* **WORK TO COMPLETE**
Nothing is to be output except the lines from the one containing "Pick out one point on every instance of the exhaust" through the end of the material, each reproduced exactly.

____________________

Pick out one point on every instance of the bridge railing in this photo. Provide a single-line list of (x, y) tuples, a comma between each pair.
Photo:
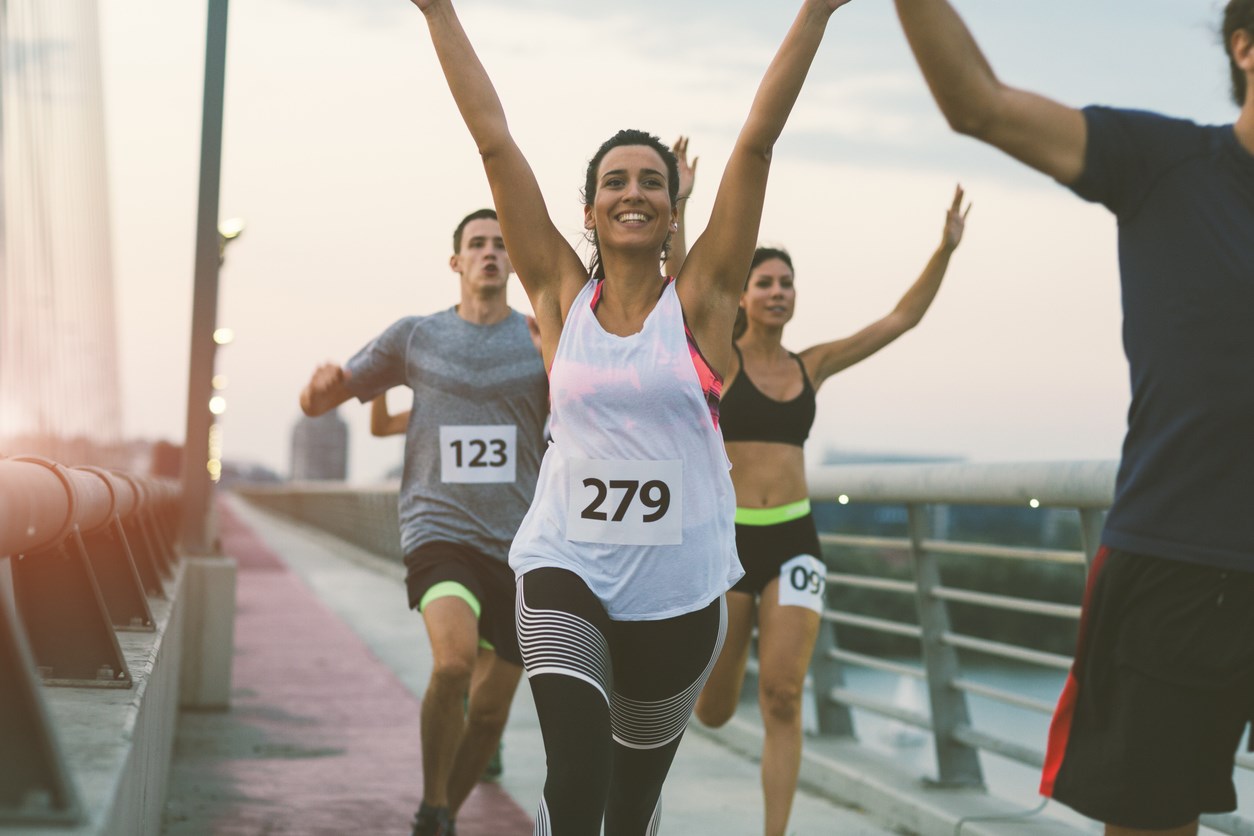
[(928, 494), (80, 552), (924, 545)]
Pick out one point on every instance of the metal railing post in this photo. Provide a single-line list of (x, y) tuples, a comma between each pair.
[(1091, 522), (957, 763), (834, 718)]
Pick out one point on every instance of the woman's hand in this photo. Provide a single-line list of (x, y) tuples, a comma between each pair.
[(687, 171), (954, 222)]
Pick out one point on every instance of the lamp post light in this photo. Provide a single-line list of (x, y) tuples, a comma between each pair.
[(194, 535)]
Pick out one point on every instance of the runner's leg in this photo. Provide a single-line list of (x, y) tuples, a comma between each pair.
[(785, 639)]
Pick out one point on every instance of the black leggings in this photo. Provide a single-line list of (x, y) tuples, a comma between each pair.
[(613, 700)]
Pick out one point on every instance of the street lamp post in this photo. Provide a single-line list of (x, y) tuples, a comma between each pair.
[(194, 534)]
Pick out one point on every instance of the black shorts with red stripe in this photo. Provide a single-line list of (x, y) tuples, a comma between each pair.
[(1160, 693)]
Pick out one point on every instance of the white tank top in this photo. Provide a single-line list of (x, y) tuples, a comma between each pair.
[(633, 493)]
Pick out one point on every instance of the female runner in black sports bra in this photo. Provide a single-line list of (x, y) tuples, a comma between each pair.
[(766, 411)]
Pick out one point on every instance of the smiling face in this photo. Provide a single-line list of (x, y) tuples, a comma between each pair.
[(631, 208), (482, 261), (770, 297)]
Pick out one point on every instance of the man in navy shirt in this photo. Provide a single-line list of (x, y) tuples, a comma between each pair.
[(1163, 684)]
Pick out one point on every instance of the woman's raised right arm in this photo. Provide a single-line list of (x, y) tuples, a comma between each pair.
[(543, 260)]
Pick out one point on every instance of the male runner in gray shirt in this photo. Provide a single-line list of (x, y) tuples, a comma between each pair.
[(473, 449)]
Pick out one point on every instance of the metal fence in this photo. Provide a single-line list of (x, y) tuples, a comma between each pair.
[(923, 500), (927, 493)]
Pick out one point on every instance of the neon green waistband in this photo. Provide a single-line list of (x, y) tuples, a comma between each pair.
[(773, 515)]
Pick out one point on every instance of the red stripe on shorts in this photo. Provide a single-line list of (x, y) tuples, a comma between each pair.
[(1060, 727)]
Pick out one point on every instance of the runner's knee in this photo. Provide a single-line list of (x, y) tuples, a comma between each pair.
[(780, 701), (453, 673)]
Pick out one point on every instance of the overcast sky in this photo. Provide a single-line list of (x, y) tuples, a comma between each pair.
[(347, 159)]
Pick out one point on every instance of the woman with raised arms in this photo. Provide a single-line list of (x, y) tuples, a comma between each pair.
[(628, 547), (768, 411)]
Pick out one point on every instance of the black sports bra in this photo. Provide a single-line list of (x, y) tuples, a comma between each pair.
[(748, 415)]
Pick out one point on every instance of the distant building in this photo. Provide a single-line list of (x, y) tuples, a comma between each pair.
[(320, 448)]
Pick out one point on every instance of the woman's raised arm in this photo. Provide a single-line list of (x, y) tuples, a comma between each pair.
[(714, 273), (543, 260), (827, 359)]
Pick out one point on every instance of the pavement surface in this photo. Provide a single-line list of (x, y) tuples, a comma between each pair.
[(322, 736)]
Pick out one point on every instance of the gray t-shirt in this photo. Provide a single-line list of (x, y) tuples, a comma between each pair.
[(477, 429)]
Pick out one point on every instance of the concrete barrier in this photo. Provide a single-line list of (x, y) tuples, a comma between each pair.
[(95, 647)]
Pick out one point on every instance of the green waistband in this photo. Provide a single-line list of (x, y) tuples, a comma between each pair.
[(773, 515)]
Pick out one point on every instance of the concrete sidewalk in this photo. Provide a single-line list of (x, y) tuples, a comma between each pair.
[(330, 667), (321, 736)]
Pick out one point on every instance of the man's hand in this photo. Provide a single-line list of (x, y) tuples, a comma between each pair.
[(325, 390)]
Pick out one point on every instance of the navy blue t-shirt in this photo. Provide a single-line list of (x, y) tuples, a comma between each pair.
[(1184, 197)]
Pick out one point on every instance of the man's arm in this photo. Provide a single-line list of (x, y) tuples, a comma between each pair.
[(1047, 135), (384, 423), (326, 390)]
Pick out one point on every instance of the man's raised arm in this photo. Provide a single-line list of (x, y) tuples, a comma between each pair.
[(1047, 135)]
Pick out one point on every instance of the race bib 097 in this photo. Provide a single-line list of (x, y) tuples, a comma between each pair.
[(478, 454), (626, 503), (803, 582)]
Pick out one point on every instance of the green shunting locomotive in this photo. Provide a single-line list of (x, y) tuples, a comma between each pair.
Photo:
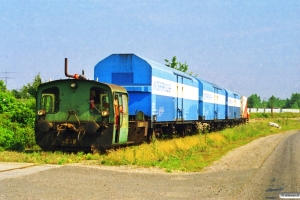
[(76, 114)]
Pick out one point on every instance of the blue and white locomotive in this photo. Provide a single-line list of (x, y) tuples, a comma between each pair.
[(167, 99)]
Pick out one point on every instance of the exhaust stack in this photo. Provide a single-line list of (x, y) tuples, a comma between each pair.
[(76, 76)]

____________________

* **SOLUTION FOR THIS EXERCISE**
Pick out one point on every instance of the exhaust stack in this photo. Provide a single-line list of (x, y) tuples, a comma between each pair.
[(76, 76)]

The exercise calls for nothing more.